**Document section**
>>>

All is well. We are now ready to do some predictive modeling!

Gradient Boosting
-----------------

Gradient Boosting Regression with decision trees is often flexible enough to
efficiently handle heteorogenous tabular data with a mix of categorical and
numerical features as long as the number of samples is large enough.

Here, we do minimal ordinal encoding for the categorical variables and then
let the model know that it should treat those as categorical variables by
using a dedicated tree splitting rule. Since we use an ordinal encoder, we
pass the list of categorical values explicitly to use a logical order when
encoding the categories as integers instead of the lexicographical order.
This also has the added benefit of preventing any issue with unknown
categories when using cross-validation.

The numerical variables need no preprocessing and, for the sake of simplicity,
we only try the default hyper-parameters for this model:

.. GENERATED FROM PYTHON SOURCE LINES 182-216

.. code-block:: default

    from sklearn.pipeline import make_pipeline
    from sklearn.preprocessing import OrdinalEncoder
    from sklearn.compose import ColumnTransformer
    from sklearn.ensemble import HistGradientBoostingRegressor
    from sklearn.model_selection import cross_validate


    categorical_columns = [
        "weather",
        "season",
        "holiday",
        "workingday",
    ]
    categories = [
        ["clear", "misty", "rain"],
        ["spring", "summer", "fall", "winter"],
        ["False", "True"],
        ["False", "True"],
    ]
    ordinal_encoder = OrdinalEncoder(categories=categories)

<<<

**Dataset extract**
>>>

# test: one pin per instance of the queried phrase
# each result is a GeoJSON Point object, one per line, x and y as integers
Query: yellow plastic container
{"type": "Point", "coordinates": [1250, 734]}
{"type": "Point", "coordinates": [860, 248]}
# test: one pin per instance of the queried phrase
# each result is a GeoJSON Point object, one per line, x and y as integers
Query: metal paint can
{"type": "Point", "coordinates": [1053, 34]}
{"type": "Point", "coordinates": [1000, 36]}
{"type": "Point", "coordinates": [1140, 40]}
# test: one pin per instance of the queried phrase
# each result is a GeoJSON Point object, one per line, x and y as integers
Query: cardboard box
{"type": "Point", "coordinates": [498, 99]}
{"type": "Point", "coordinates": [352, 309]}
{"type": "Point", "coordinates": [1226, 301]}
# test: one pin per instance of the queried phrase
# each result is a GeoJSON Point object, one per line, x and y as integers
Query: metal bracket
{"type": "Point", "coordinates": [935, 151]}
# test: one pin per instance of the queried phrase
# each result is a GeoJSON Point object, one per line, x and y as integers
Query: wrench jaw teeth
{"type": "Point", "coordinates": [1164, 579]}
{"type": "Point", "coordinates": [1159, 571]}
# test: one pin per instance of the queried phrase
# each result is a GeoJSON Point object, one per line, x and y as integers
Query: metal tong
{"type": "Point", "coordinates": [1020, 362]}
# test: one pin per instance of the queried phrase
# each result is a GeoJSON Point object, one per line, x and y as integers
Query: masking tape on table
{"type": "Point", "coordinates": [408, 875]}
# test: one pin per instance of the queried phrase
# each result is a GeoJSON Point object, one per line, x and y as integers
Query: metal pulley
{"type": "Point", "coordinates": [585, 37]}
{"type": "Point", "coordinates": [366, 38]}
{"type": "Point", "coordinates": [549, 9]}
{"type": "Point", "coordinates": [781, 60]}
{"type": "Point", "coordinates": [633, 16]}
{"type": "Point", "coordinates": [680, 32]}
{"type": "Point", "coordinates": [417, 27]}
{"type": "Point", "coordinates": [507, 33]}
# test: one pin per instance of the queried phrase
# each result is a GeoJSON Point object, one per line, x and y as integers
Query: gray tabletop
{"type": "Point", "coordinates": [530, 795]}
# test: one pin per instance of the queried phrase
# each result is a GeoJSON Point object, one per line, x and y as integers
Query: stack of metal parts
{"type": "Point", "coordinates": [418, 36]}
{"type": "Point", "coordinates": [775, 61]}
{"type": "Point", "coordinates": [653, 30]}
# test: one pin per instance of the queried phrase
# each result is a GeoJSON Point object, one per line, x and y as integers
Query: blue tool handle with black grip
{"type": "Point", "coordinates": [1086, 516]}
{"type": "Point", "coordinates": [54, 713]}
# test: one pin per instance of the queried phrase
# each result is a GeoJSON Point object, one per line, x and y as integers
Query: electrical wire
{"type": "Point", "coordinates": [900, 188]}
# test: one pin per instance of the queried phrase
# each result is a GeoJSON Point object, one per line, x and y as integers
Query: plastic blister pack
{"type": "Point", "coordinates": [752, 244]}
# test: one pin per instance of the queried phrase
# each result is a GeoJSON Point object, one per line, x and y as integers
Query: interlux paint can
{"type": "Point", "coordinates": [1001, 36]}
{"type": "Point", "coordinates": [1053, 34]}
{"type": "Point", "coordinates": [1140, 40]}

<<<

**Exercise requirements**
[A] Answer these questions about the gradient boosting walkthrough:
(i) Besides encoding categories in a logical order instead of lexicographical order, what added benefit comes from passing the list of categorical values explicitly?
(ii) Which hyper-parameters are tried for the model?
(iii) Which values are listed for the "season" column, and in what order?
[B] Write the next part of the gradient boosting walkthrough, picking up right after its last line of code.

**Outputs**
[A]
(i) It prevents any issue with unknown categories when using cross-validation.
(ii) Only the default hyper-parameters.
(iii) "spring", "summer", "fall", "winter".

[B]
    gbrt_pipeline = make_pipeline(
        ColumnTransformer(
            transformers=[
                ("categorical", ordinal_encoder, categorical_columns),
            ],
            remainder="passthrough",
        ),
        HistGradientBoostingRegressor(
            categorical_features=range(4),
        ),
    )


.. GENERATED FROM PYTHON SOURCE LINES 217-219

Lets evaluate our gradient boosting model with the mean absolute error of the
relative demand averaged across our 5 time-based cross-validation splits:

.. GENERATED FROM PYTHON SOURCE LINES 220-240

.. code-block:: default


    def evaluate(model, X, y, cv):
        cv_results = cross_validate(
            model,
            X,
            y,
            cv=cv,
            scoring=["neg_mean_absolute_error", "neg_root_mean_squared_error"],
        )
        mae = -cv_results["test_neg_mean_absolute_error"]
        rmse = -cv_results["test_neg_root_mean_squared_error"]
        print(
            f"Mean Absolute Error:     {mae.mean():.3f} +/- {mae.std():.3f}\n"
            f"Root Mean Squared Error: {rmse.mean():.3f} +/- {rmse.std():.3f}"
        )


    evaluate(gbrt_pipeline, X, y, cv=ts_cv)


.. rst-class:: sphx-glr-script-out

 .. code-block:: none

    Mean Absolute Error:     0.044 +/- 0.003
    Root Mean Squared Error: 0.068 +/- 0.005


.. GENERATED FROM PYTHON SOURCE LINES 241-258

This model has an average error around 4 to 5% of the maximum demand. This is
quite good for a first trial without any hyper-parameter tuning! We just had
to make the categorical variables explicit. Note that the time related
features are passed as is, i.e. without processing them. But this is not much
of a problem for tree-based models as they can learn a non-monotonic
relationship between ordinal input features and the target.

This is not the case for linear regression models as we will see in the
following.

Naive linear regression
-----------------------

As usual for linear models, categorical variables need to be one-hot encoded.
For consistency, we scale the numerical features to the same 0-1 range using
class:`sklearn.preprocessing.MinMaxScaler`, although in this case it does not
impact the results much because they are already on comparable scales:

.. GENERATED FROM PYTHON SOURCE LINES 258-280

.. code-block:: default

    from sklearn.preprocessing import OneHotEncoder
    from sklearn.preprocessing import MinMaxScaler
    from sklearn.linear_model import RidgeCV
    import numpy as np


    one_hot_encoder = OneHotEncoder(handle_unknown="ignore", sparse=False)
    alphas = np.logspace(-6, 6, 25)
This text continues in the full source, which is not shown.